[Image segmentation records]
────────────────────
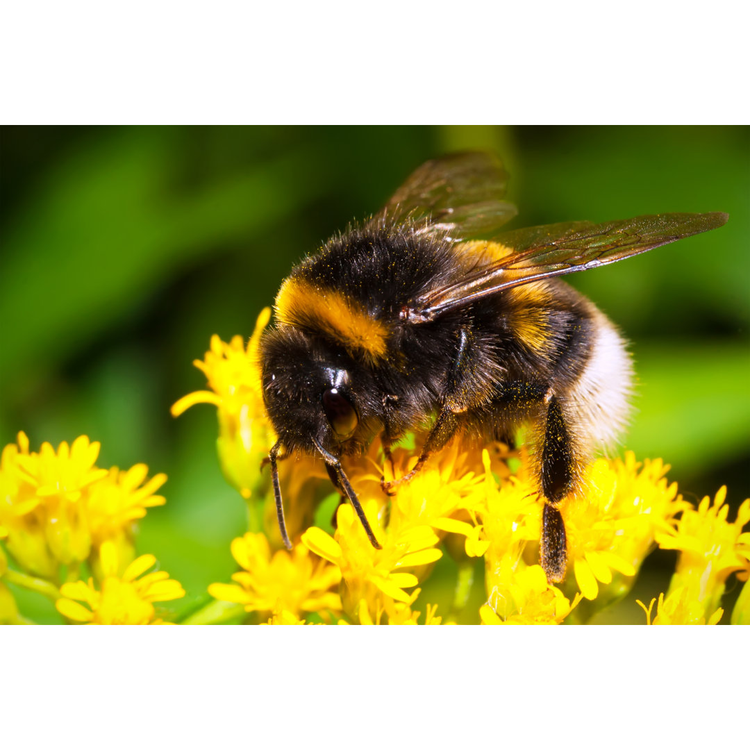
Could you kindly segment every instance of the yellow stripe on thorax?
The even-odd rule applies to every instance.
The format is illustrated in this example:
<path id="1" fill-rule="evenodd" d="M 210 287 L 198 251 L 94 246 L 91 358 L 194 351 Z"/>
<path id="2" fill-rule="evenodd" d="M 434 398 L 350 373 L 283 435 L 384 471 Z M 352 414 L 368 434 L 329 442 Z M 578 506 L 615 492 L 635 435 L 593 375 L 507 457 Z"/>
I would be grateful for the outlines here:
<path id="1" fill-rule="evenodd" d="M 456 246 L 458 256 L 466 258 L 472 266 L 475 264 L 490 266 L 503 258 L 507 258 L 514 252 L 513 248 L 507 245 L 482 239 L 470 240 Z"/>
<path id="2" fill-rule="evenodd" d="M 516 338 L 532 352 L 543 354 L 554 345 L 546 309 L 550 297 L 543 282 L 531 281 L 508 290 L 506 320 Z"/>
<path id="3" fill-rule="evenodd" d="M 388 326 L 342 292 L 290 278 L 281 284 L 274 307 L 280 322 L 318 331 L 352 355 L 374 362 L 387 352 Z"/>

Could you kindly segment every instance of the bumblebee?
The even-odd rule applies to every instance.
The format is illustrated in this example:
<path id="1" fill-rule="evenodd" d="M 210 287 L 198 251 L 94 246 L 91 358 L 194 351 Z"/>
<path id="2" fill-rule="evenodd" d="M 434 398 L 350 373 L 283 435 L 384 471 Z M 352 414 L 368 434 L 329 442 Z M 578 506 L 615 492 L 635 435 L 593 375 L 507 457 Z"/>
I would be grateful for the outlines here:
────────────────────
▸ **Written exercise**
Could you repeat the records above word for word, leaving out the pictures?

▸ **Reply**
Could you kindly segment every instance of the yellow stripe on thorax?
The even-odd rule applies to every instance.
The format is illustrated in this example:
<path id="1" fill-rule="evenodd" d="M 210 287 L 198 251 L 94 246 L 91 358 L 194 351 Z"/>
<path id="2" fill-rule="evenodd" d="M 434 398 L 350 373 L 283 435 L 384 471 Z M 352 414 L 368 434 L 329 442 Z M 578 506 L 615 492 L 635 435 L 593 375 L 507 457 Z"/>
I would be grateful for the outlines here:
<path id="1" fill-rule="evenodd" d="M 456 246 L 458 256 L 466 258 L 472 266 L 475 264 L 490 266 L 503 258 L 507 258 L 514 252 L 513 248 L 507 245 L 482 239 L 470 240 Z"/>
<path id="2" fill-rule="evenodd" d="M 516 338 L 532 352 L 543 354 L 554 345 L 546 309 L 550 297 L 543 282 L 531 281 L 508 290 L 506 320 Z"/>
<path id="3" fill-rule="evenodd" d="M 388 326 L 342 292 L 290 278 L 281 284 L 274 307 L 280 322 L 318 331 L 352 355 L 374 362 L 387 352 Z"/>

Could you kindly segment every instance of the bumblebee?
The even-odd rule applies to every instance.
The format is illustrated in this example:
<path id="1" fill-rule="evenodd" d="M 210 287 L 198 251 L 94 246 L 91 358 L 194 351 Z"/>
<path id="2" fill-rule="evenodd" d="M 434 398 L 350 373 L 283 435 L 384 471 Z M 352 414 L 368 434 L 329 442 Z M 578 506 L 615 492 L 635 435 L 593 375 L 507 457 Z"/>
I would be grateful for the outlines here:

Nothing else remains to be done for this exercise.